> _Given task_: Scale the data below by reproducing every line in full, with each bounding-box coordinate multiplied by 1.75 and rounded to a whole number, halves rounding up. Leave the pictures out of your output.

"""

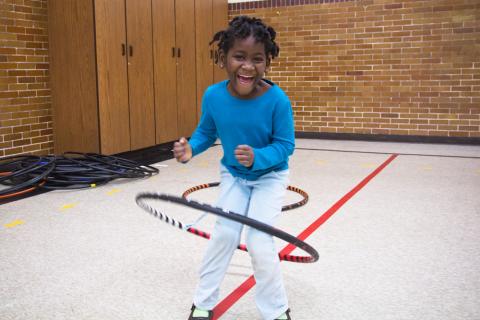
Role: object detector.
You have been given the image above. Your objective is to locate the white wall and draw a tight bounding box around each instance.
[228,0,262,3]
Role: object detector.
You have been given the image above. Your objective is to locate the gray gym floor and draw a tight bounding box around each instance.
[0,139,480,320]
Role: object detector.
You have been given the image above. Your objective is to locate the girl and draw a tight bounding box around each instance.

"""

> _Solution to this task_:
Role: object detector.
You have been given the image above. Your objective is to locate the white wall and draw a tight bounding box around each instance.
[399,0,459,5]
Role: object detector.
You have been given the image above. Your objective is to locate the gray gym floor and draw a tight bounding box around each instance.
[0,243,840,560]
Role: object detector.
You have been given the image above. Your objective is to locate the girl and draw a tight bounding box around each instance.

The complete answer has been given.